BEGIN Dataset content
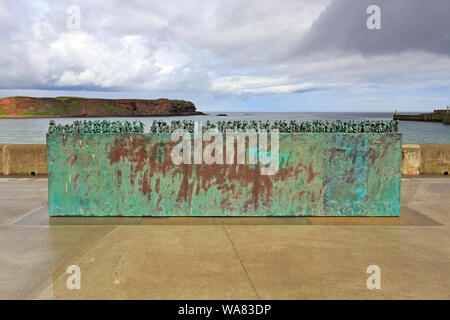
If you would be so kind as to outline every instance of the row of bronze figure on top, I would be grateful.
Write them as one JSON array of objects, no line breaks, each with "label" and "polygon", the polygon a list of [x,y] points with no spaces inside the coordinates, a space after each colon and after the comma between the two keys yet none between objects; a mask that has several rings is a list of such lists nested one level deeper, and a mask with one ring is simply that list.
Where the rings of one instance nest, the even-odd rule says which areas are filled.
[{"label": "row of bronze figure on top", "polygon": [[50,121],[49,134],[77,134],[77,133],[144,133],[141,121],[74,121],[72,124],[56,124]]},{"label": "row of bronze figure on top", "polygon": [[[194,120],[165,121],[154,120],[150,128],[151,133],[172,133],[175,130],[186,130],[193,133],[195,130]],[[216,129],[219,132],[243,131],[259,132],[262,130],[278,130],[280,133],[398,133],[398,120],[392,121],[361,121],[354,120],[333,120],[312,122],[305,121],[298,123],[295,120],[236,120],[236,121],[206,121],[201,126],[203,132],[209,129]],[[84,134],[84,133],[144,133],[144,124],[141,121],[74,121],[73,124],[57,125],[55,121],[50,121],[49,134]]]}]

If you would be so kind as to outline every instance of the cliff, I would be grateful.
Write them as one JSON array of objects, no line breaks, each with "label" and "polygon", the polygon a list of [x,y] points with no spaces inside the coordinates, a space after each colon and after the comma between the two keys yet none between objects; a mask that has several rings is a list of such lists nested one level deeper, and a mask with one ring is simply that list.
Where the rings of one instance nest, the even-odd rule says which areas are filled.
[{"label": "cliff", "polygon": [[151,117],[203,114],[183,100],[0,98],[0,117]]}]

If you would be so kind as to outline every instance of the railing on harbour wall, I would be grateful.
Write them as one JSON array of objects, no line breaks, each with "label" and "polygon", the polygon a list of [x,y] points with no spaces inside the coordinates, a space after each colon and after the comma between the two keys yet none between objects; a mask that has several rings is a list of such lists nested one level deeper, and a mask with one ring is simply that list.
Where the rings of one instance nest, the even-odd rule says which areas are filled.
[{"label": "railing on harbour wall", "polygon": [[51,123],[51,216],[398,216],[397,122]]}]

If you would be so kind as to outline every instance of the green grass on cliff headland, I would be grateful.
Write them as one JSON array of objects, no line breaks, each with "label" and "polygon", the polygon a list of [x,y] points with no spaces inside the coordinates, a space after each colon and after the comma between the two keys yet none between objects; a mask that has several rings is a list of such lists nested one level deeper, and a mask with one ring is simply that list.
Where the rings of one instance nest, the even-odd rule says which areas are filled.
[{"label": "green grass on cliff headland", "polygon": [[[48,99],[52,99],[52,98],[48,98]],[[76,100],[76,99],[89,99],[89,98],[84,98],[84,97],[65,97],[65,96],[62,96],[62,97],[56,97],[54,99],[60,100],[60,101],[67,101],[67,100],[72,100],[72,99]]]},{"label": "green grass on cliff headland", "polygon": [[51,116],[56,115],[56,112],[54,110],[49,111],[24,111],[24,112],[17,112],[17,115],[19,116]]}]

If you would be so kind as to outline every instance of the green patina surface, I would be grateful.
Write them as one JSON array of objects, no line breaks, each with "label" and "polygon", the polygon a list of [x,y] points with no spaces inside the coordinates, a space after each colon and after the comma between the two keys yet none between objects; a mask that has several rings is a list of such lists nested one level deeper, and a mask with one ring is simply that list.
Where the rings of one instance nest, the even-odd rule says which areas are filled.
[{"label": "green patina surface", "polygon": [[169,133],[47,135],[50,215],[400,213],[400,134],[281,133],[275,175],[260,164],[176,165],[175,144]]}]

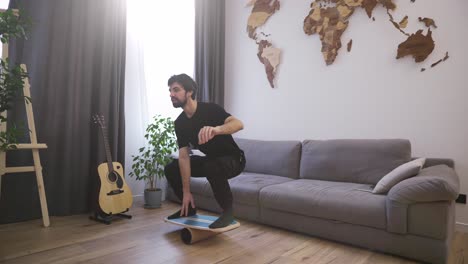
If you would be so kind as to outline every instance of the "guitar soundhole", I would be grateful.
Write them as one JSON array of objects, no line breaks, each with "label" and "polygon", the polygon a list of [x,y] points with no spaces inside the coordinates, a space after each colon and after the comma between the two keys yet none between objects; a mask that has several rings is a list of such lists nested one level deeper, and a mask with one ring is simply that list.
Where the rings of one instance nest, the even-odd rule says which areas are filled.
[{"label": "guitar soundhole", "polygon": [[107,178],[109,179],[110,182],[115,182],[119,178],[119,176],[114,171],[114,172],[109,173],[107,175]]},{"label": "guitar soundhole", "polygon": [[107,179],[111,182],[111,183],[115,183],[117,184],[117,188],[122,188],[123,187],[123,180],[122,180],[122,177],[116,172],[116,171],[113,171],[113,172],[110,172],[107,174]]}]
END Dataset content
• **Work instruction**
Each line in the material above that mentions the word "kind" must be copied.

• **Result of this task**
If you would be so kind as to outline every instance of the row of bronze figure on top, I would be grateful.
If you would be so kind as to outline every instance of the cliff, I would be grateful.
If you would be so kind as to outline every instance of the railing on harbour wall, I would be grateful.
If you would be so kind as to outline every instance of the green grass on cliff headland, I would be grateful.
If you would be so kind as to outline every instance of the green patina surface, I would be grateful.
If you would be so kind as to outline every instance of the "guitar soundhole", I would be grateful.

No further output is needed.